### Exercise aim
Below are the entries. Transcribe exactly the lines from the one with "Target: rectangular window" through the one with "Target: light patch on column", ends included, and leave out all others.

+++ Data section +++

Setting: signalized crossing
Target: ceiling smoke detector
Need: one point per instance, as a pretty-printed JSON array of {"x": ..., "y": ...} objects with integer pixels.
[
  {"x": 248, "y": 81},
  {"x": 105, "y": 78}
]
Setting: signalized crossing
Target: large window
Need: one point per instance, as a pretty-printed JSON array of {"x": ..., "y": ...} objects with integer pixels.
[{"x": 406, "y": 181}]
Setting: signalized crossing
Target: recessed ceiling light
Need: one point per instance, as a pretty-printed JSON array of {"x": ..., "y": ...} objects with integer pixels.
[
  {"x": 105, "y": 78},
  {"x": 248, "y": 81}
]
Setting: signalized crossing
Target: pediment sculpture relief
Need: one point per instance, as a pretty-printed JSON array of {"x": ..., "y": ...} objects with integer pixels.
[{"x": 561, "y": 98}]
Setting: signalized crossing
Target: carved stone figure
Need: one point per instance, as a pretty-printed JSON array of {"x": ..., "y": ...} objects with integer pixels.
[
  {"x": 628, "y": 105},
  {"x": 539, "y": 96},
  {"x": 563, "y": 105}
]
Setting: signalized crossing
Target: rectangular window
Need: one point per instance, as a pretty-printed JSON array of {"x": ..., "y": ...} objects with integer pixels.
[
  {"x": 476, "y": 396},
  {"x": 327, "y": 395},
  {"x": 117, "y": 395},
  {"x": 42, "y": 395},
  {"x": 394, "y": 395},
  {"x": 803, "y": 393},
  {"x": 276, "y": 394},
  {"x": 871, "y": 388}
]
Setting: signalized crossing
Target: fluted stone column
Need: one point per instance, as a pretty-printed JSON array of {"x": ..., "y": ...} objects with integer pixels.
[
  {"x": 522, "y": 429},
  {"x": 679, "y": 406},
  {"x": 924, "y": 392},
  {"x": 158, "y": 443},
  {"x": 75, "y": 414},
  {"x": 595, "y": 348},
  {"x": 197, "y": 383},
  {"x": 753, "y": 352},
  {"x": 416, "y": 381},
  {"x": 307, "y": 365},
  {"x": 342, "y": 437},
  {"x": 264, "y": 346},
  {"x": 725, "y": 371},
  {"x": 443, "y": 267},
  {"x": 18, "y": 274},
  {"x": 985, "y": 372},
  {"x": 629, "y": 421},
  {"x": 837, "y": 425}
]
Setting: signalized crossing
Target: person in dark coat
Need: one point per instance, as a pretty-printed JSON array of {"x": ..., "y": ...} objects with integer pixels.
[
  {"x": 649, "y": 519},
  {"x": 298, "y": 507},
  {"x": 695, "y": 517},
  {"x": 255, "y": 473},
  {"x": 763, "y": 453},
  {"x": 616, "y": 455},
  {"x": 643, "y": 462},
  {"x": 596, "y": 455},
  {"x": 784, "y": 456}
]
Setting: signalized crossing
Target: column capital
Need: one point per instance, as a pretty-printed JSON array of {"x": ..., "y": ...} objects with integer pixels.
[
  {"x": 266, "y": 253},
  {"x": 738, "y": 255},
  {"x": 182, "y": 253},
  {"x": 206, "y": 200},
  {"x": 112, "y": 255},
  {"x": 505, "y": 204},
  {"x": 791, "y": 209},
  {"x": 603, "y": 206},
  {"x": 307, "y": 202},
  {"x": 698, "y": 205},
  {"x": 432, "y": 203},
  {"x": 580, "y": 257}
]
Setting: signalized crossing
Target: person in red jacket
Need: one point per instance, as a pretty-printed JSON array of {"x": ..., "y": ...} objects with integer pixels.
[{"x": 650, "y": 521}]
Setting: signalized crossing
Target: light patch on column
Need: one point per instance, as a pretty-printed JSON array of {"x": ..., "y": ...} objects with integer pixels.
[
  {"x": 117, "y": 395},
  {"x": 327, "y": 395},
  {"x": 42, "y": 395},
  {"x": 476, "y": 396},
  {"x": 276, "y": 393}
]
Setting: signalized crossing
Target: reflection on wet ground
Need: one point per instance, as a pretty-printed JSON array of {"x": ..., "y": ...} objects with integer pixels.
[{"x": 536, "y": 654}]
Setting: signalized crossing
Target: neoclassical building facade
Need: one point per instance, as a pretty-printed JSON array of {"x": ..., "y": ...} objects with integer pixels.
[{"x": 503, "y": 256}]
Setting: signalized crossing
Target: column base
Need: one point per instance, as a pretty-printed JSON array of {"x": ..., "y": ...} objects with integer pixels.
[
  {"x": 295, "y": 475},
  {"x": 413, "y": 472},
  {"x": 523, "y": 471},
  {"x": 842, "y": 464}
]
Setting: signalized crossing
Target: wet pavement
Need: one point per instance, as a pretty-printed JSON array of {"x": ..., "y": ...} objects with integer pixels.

+++

### Result
Target: rectangular window
Need: one point per instance, as a pretty-printed JSON array of {"x": ..., "y": ...} objects with integer pixels.
[
  {"x": 476, "y": 396},
  {"x": 327, "y": 395},
  {"x": 117, "y": 395},
  {"x": 42, "y": 395},
  {"x": 394, "y": 395},
  {"x": 803, "y": 393},
  {"x": 276, "y": 394},
  {"x": 871, "y": 388}
]
Setting: signalized crossing
Target: fluted stone column
Need: one point per instance, as a pretty-printed JSON array of {"x": ..., "y": ...} objects with integer pixels.
[
  {"x": 522, "y": 429},
  {"x": 679, "y": 406},
  {"x": 924, "y": 392},
  {"x": 158, "y": 443},
  {"x": 75, "y": 414},
  {"x": 595, "y": 348},
  {"x": 197, "y": 383},
  {"x": 753, "y": 352},
  {"x": 416, "y": 381},
  {"x": 307, "y": 365},
  {"x": 342, "y": 437},
  {"x": 264, "y": 346},
  {"x": 725, "y": 371},
  {"x": 443, "y": 267},
  {"x": 18, "y": 274},
  {"x": 985, "y": 372},
  {"x": 629, "y": 421},
  {"x": 837, "y": 425}
]
Setting: signalized crossing
Target: person in dark coat
Need: one point per instance, as a pretty-printed JSON array of {"x": ..., "y": ...} objects with integer pixels.
[
  {"x": 649, "y": 519},
  {"x": 298, "y": 507},
  {"x": 695, "y": 517},
  {"x": 255, "y": 473},
  {"x": 763, "y": 453},
  {"x": 616, "y": 455},
  {"x": 643, "y": 462},
  {"x": 596, "y": 455},
  {"x": 784, "y": 456}
]
Setting: signalized crossing
Target: column capital
Need: one point per instance, as a pretty-printed JSON array of {"x": ..., "y": ...} objects with integer pixels.
[
  {"x": 266, "y": 253},
  {"x": 738, "y": 255},
  {"x": 182, "y": 253},
  {"x": 206, "y": 200},
  {"x": 112, "y": 255},
  {"x": 505, "y": 204},
  {"x": 791, "y": 209},
  {"x": 603, "y": 206},
  {"x": 307, "y": 202},
  {"x": 698, "y": 205},
  {"x": 432, "y": 203},
  {"x": 580, "y": 257}
]
Setting: signalized crossing
Target: person in red jacket
Need: one point per instance, as a pretty-printed JSON array of {"x": ..., "y": ...} objects with integer pixels.
[{"x": 650, "y": 521}]
Setting: signalized crossing
Target: light patch on column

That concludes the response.